* STATED PROBLEM:
Duplicate the stretch of the listing below from the line containing "of the concrete" through the line containing "point(429, 223)", both of those lines included. Give back only those lines, unchanged.

* PROVIDED MATERIAL:
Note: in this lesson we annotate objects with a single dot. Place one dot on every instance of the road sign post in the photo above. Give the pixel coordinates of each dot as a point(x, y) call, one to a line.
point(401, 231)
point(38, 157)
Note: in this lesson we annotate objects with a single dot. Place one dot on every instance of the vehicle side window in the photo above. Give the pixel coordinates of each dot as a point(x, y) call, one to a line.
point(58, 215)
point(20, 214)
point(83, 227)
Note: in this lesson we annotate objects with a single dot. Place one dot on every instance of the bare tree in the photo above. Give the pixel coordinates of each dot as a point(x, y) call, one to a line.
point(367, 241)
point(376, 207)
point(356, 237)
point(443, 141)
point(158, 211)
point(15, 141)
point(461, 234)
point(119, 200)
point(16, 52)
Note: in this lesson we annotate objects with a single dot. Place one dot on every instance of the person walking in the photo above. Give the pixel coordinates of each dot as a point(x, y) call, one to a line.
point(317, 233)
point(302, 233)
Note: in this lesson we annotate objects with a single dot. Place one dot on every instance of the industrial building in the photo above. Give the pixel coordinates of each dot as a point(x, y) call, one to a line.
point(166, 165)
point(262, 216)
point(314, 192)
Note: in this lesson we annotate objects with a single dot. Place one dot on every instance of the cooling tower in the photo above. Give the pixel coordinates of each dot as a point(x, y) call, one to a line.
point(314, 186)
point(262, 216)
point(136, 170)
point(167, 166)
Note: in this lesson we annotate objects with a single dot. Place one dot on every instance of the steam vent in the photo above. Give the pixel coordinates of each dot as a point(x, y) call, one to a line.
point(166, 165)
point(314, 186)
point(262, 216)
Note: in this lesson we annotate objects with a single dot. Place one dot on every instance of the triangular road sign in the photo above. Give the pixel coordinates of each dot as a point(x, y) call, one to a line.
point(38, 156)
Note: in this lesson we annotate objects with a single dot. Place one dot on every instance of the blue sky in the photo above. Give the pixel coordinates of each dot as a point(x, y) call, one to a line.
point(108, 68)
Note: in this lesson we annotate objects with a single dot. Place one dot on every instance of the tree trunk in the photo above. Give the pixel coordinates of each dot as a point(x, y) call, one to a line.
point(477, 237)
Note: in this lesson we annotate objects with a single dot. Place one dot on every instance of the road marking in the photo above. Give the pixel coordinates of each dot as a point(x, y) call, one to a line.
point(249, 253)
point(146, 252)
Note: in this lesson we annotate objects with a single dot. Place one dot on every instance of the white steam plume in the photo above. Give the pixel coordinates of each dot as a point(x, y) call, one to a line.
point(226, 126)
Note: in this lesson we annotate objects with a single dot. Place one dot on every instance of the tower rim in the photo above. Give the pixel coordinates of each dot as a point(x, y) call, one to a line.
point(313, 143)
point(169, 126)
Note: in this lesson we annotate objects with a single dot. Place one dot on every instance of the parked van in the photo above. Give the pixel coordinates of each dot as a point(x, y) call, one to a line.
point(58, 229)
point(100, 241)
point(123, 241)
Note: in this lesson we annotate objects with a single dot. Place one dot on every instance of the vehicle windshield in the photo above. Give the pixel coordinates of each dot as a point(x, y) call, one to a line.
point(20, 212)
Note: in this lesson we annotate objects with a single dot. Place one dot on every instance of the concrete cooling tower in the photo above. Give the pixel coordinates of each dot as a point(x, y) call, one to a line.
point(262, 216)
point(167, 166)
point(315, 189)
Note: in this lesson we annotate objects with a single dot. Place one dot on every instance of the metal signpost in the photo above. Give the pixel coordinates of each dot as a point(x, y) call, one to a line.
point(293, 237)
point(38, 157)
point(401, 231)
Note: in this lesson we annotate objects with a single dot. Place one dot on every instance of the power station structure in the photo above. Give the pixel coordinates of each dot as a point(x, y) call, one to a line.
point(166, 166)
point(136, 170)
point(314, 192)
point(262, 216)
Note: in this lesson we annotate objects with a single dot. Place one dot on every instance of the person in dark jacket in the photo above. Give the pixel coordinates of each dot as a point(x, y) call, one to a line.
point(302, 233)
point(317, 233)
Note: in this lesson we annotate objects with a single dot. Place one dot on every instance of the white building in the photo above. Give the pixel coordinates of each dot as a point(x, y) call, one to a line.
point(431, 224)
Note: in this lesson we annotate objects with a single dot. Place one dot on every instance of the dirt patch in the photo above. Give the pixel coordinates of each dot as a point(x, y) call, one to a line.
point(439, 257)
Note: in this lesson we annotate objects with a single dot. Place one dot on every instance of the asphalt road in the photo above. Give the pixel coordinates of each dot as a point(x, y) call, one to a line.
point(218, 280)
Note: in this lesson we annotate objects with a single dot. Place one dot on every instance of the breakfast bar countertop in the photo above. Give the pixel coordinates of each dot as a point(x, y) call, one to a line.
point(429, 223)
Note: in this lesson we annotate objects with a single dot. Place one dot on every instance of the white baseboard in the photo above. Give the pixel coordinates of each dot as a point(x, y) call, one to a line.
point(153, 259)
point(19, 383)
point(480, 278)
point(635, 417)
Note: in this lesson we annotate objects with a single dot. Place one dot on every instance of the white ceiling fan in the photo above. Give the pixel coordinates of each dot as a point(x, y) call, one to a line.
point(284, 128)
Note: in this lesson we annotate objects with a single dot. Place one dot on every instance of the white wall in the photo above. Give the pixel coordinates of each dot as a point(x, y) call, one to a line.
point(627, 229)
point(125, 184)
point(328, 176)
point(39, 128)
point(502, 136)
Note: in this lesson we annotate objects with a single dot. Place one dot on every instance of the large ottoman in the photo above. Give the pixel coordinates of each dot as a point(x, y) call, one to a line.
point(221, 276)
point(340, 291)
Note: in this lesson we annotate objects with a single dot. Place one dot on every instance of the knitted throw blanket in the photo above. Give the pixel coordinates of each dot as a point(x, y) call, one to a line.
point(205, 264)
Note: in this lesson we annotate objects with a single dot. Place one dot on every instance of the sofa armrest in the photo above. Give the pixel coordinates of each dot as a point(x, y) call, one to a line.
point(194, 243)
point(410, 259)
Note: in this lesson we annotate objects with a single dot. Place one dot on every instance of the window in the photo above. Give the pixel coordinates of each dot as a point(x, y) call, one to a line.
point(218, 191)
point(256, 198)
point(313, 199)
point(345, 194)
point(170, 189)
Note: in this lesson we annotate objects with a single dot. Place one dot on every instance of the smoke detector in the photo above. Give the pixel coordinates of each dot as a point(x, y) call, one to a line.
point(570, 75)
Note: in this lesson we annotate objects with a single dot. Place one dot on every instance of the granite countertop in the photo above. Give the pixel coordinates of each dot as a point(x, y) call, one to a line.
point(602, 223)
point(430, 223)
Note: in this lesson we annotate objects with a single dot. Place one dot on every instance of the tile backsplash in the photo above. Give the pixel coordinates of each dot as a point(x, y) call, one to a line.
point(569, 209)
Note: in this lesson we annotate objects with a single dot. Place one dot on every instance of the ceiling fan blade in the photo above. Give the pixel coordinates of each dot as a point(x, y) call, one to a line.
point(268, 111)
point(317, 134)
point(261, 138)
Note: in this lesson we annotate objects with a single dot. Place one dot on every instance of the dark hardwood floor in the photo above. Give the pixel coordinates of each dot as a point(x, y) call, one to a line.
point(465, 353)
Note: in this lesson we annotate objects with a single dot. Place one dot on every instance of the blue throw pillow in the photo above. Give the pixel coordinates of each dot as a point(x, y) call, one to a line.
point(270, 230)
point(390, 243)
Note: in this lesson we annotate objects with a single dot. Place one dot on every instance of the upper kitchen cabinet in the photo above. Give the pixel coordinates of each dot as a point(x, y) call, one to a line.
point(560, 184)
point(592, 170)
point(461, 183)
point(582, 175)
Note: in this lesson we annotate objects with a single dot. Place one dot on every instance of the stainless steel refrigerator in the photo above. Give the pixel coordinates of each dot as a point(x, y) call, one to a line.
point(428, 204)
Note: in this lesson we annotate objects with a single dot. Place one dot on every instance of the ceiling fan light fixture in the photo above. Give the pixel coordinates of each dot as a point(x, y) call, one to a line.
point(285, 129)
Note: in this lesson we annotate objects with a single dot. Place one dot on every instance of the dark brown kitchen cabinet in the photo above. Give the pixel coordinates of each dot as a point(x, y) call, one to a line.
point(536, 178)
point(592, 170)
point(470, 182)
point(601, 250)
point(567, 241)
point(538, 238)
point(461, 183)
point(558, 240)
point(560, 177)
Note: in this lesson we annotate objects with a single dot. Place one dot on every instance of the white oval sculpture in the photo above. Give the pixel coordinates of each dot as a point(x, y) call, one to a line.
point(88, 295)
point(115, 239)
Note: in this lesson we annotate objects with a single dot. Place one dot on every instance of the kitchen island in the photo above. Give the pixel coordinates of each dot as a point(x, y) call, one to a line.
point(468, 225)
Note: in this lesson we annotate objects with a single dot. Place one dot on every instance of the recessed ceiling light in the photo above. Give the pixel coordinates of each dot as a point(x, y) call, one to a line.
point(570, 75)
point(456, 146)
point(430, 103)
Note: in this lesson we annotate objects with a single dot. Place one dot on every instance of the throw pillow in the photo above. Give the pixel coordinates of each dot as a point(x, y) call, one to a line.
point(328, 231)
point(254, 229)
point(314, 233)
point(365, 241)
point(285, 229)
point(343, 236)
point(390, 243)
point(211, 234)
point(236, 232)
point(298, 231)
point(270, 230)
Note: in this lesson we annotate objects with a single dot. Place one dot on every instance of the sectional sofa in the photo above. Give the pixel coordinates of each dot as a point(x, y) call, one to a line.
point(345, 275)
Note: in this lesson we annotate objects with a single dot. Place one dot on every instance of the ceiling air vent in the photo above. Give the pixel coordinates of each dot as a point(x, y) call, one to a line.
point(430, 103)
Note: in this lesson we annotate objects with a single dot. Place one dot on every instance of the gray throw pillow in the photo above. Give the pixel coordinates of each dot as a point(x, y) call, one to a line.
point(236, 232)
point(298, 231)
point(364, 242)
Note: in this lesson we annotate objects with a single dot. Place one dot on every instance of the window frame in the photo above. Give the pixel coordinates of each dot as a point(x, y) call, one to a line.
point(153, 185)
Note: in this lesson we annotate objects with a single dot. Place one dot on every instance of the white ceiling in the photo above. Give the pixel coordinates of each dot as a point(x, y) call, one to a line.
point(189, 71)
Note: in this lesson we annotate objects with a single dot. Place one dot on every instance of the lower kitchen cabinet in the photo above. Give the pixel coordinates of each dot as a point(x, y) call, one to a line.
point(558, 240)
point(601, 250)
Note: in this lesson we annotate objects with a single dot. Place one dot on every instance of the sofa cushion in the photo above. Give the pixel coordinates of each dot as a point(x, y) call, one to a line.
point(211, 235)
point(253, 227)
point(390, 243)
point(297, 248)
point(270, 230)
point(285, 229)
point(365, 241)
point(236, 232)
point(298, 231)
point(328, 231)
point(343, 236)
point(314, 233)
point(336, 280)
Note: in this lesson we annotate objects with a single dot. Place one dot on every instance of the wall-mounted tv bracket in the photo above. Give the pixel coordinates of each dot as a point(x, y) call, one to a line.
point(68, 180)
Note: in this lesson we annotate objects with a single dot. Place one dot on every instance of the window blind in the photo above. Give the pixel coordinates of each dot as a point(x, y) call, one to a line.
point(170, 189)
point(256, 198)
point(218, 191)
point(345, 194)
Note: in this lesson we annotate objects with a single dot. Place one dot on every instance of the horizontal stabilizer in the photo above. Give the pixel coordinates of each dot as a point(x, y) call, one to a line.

* REPLY TO THE EXERCISE:
Note: in this lesson we annotate objects with a single dot. Place one dot on every instance of the concrete cooling tower in the photo above. Give the pixel coordinates of each dot as a point(x, y) call, one to a line.
point(262, 216)
point(167, 166)
point(315, 189)
Note: in this lesson we annotate objects with a single dot. Place one dot on every instance of the metal signpost in the photo above. Give the pixel coordinates of each dot as a point(x, y) call, one to a line.
point(293, 237)
point(38, 157)
point(401, 231)
Note: in this lesson we annotate objects with a single dot. Place one dot on every instance of the power station structure in the photo above. Give the pixel coordinates of each dot as a point(x, y) call, one to a line.
point(166, 166)
point(136, 170)
point(314, 192)
point(262, 216)
Note: in this lesson we annotate objects with a single dot. Place one dot on every instance of the person in dark jacket in the photo above. Give the pixel coordinates of each dot as a point(x, y) call, one to a line.
point(302, 233)
point(317, 233)
Note: in this lesson we annotate objects with a single dot. Place one dot on every instance of the white building in the photo above. Give the pixel coordinates of each dot as a point(x, y) call, one to a line.
point(431, 224)
Note: in this lesson we annotate objects with a single dot. Place one dot on every instance of the dirt patch in the photo above. Give the pixel coordinates of each dot as a point(x, y) call, one to a line.
point(439, 257)
Note: in this lesson we annotate objects with a single dot. Place one dot on every instance of the asphalt road in the photo above. Give the pixel coordinates of each dot as a point(x, y) call, one to a line.
point(218, 280)
Note: in this lesson we annotate objects with a single dot. Place one dot on every instance of the breakfast bar countertop in the photo above. Give the pixel coordinates of each dot as a point(x, y) call, one to a line.
point(429, 223)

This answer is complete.